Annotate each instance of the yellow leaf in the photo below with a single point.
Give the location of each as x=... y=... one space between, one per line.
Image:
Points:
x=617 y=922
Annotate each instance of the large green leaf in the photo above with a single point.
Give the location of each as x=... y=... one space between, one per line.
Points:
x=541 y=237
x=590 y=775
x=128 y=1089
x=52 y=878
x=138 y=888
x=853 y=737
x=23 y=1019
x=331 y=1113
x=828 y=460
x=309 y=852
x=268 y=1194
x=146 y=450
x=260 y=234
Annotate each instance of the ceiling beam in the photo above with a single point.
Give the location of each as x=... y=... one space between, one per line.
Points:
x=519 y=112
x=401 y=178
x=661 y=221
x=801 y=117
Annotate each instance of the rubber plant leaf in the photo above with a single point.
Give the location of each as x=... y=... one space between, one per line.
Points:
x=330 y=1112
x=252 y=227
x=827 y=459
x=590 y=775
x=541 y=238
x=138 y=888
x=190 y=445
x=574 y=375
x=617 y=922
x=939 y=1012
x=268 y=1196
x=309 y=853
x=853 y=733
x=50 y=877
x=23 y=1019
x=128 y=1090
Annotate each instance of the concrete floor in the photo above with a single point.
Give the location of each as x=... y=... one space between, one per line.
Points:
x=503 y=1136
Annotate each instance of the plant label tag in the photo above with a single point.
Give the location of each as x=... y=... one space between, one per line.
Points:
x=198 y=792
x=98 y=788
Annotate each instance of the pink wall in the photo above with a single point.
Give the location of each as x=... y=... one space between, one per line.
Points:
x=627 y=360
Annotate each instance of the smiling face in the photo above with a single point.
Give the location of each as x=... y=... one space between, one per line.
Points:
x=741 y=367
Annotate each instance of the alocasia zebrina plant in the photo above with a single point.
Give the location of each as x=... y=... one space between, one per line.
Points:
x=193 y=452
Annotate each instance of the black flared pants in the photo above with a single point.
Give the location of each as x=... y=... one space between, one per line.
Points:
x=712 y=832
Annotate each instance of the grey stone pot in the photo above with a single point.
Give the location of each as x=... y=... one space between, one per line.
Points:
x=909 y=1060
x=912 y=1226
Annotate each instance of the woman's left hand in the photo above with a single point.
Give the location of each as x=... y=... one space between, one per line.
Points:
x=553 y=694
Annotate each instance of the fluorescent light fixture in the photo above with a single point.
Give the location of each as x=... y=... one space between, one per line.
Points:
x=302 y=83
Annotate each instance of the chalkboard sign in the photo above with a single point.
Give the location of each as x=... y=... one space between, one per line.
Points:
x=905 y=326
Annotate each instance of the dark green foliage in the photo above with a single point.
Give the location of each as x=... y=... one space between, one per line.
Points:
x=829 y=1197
★ ★ ★
» Prompt
Reproduce the records starting with the line that contains "Annotate each instance of the black" and running through the line that contains "x=905 y=326", both lines included and the requests kept unchanged. Scale every x and y coordinate in the answers by 2.1 and round each to the nearest whole number, with halves rounded up.

» Result for this task
Annotate each instance of the black flared pants in the photo above with a single point.
Give the location of each as x=... y=... one space between, one per line.
Points:
x=1495 y=1747
Annotate each instance of the grey stone pot in the photo above with a single point.
Give the location of each as x=... y=... one space between, one per line.
Points:
x=1909 y=2226
x=1915 y=2575
Annotate each instance of the woman's left hand in the photo above with a single point.
Give the location of each as x=... y=... one space between, one per line.
Points:
x=1161 y=1457
Annotate each instance of the fluorescent light fixture in the photo above with a single point.
Give the location of each as x=... y=... one space between, one per line.
Points:
x=634 y=174
Annotate each instance of the chalkboard sign in the photo above with a single point.
Give the location of each as x=... y=... one space between, one per line.
Points:
x=1901 y=685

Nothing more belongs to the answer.